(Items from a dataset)
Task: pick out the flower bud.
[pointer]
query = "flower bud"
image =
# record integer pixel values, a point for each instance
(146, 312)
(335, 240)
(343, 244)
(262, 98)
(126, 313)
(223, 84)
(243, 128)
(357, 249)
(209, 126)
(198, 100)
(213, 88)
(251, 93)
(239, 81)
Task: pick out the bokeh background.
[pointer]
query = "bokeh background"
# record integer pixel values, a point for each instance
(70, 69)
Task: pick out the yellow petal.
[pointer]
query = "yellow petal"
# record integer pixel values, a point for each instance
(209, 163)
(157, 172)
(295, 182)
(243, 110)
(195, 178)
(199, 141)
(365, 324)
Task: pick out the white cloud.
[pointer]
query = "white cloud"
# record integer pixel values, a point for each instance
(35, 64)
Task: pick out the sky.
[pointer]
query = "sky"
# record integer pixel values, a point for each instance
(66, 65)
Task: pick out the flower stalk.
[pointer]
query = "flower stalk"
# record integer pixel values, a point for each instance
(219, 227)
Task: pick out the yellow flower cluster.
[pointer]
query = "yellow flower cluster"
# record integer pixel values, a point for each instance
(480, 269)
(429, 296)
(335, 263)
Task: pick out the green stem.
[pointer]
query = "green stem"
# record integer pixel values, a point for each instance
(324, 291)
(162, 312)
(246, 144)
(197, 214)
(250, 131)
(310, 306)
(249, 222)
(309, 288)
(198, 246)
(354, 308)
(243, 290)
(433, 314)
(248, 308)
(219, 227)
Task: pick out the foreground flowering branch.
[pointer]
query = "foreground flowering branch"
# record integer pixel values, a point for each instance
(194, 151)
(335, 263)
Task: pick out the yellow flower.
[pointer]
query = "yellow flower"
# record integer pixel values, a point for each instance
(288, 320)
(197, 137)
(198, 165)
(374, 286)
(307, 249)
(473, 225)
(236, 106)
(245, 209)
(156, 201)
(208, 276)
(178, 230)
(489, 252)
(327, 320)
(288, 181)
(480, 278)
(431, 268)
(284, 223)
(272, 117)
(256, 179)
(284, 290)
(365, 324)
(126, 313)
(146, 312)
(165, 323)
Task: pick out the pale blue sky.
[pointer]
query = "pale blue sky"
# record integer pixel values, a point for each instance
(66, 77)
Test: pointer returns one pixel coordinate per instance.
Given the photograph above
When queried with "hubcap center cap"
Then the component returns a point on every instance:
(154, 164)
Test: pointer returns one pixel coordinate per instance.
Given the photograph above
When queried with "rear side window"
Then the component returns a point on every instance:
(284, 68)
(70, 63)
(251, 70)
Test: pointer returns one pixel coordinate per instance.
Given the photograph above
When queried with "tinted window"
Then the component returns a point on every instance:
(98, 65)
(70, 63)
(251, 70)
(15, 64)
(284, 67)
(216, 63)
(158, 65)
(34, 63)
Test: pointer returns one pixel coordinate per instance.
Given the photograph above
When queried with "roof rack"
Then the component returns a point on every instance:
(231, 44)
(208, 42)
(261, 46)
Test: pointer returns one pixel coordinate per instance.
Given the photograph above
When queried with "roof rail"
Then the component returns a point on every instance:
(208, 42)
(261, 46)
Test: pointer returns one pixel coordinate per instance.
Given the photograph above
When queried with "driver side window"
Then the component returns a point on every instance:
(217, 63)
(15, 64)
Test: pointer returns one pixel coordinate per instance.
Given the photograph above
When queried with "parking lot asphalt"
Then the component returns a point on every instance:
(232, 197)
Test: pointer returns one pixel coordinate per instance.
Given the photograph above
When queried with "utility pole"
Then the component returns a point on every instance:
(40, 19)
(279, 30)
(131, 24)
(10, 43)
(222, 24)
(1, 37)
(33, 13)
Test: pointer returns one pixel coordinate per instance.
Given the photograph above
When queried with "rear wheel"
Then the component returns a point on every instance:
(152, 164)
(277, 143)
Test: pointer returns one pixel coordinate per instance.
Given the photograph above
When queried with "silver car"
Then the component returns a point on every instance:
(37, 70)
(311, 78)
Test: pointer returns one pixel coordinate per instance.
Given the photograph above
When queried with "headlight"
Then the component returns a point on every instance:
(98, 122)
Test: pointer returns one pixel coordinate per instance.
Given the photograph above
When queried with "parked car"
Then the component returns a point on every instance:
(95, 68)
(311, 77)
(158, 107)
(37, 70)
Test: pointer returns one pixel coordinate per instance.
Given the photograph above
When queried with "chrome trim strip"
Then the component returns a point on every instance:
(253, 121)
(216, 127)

▶ _What is expected_: All entries above should be duplicated exactly, none omitted.

▶ _Solution for this task_:
Task: pick out the flower bud.
[pointer]
query = "flower bud"
image =
# record integer pixel values, a point for each instance
(146, 312)
(335, 240)
(343, 244)
(262, 98)
(126, 313)
(223, 84)
(243, 128)
(357, 249)
(209, 126)
(198, 100)
(213, 88)
(251, 93)
(239, 81)
Task: pick out the bokeh background.
[pointer]
query = "bokeh background"
# record integer pixel values, a point for each instance
(70, 69)
Task: pick out the yellow petal.
[pointer]
query = "yellow petal"
# record integer pixel values, a point for each instance
(209, 163)
(157, 172)
(295, 182)
(243, 110)
(195, 178)
(199, 141)
(365, 324)
Task: pick out the white cloud.
[pointer]
query = "white cloud"
# record integer pixel values, a point for each instance
(35, 64)
Task: pick out the sky.
[pointer]
query = "sky"
# record integer pixel values, a point for each instance
(66, 65)
Task: pick out the flower stalk.
[pointer]
query = "flower stalk"
# record integer pixel values, a point for each instance
(219, 227)
Task: pick out the yellow flower cluster.
[pointer]
query = "yellow flower cluster"
# record integer pixel values, a point for each instance
(480, 269)
(429, 296)
(335, 263)
Task: pick out the green stem.
[pointer]
query = "green stem"
# record integer pixel values, a point for each instance
(324, 291)
(162, 312)
(246, 144)
(197, 214)
(250, 131)
(310, 306)
(249, 222)
(309, 288)
(198, 246)
(354, 308)
(243, 290)
(433, 314)
(248, 308)
(219, 227)
Task: pick out the foreground flowering branch.
[pointer]
query = "foreground flowering branch"
# record integer pixel values, a point for each instance
(194, 151)
(335, 263)
Task: pick out the yellow flower.
[pointer]
query = "yellow flower"
# record integer pixel values, a point for each instance
(288, 320)
(197, 137)
(198, 165)
(374, 286)
(307, 249)
(473, 225)
(236, 106)
(245, 209)
(156, 201)
(208, 276)
(178, 230)
(489, 252)
(327, 320)
(288, 181)
(480, 278)
(431, 268)
(284, 223)
(272, 117)
(256, 179)
(284, 290)
(365, 324)
(126, 313)
(146, 312)
(165, 323)
Task: pick out the pale blue sky.
[pointer]
query = "pale blue sky"
# record integer pixel values, a point for each instance
(66, 77)
Test: pointer returns one pixel coordinate per instance.
Given the photograph above
When queried with "hubcap center cap"
Then the component returns a point on every instance:
(154, 164)
Test: pointer returns one pixel coordinate per instance.
Given the photograph above
When queried with "rear side window"
Then the component returns a point on every instance:
(284, 68)
(70, 63)
(251, 70)
Test: pointer returns one pixel coordinate per instance.
Given the photograph above
When queried with "tinted window"
Then the component returns a point on every instance:
(98, 65)
(70, 63)
(251, 70)
(15, 64)
(284, 67)
(216, 63)
(158, 65)
(34, 63)
Test: pointer returns one pixel coordinate per instance.
Given the photograph above
When queried with "roof rack"
Then the component returns a point on every instance:
(231, 44)
(208, 42)
(261, 46)
Test: pointer returns one pixel coordinate per instance.
Given the photograph above
When queried with "roof rail"
Then the component returns a point on every instance:
(208, 42)
(261, 46)
Test: pointer returns one pixel coordinate per instance.
Given the photograph above
When queried with "driver side window"
Then the component returns a point on every instance:
(217, 63)
(15, 64)
Test: pointer returns one pixel coordinate per instance.
Given the photograph above
When queried with "parking lot asphalt"
Then the component returns a point on every instance:
(232, 197)
Test: pointer returns one pixel coordinate per instance.
Given the photograph above
When queried with "utility pole"
Then the component returns a point on every instance:
(40, 19)
(279, 30)
(131, 24)
(10, 43)
(222, 24)
(1, 37)
(33, 13)
Test: pointer returns one pixel coordinate per instance.
Given the photograph above
When queried with "rear wheel"
Then the component returns a point on every instance:
(152, 164)
(277, 143)
Test: pointer returns one pixel coordinate per instance.
Given the photograph above
When queried with "silver car"
Then the component returns a point on every instance:
(37, 70)
(311, 78)
Test: pointer returns one pixel coordinate per instance.
Given the photograph above
When queried with "headlight"
Then the component returns a point on every instance:
(98, 122)
Test: pointer returns one pixel coordinate per instance.
Given the photograph above
When queried with "parked car"
Then the component returns a point on every instance:
(95, 68)
(311, 77)
(158, 107)
(37, 70)
Test: pointer returns one pixel coordinate per instance.
Given the photograph above
When queried with "chrome trim strip"
Then the component returns a point on every instance:
(253, 121)
(216, 127)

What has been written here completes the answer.